* Input records:
○ ○ ○ ○ ○

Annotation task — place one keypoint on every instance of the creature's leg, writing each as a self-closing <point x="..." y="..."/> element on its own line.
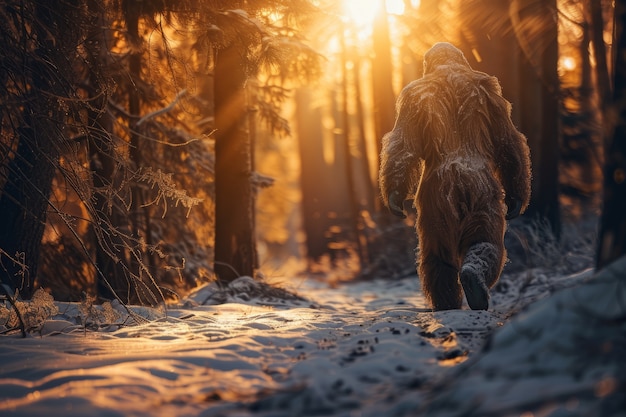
<point x="440" y="281"/>
<point x="480" y="270"/>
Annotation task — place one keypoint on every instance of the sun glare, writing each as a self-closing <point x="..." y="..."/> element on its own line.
<point x="362" y="12"/>
<point x="568" y="63"/>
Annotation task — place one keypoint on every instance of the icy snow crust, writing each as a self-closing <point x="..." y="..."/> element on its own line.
<point x="369" y="348"/>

○ ○ ○ ○ ○

Rewrite the entries from the line that contains "the icy snow" through the end, keeping the request line as it is. Multiply every x and y coordinate in the points by 1.2 and round each result to a whole number, rounding halves up.

* Result for this exercise:
Annotation task — place one keypoint on every instance of the icy snow crust, writing each as a self-closing <point x="..." y="..."/> element on its own line.
<point x="443" y="418"/>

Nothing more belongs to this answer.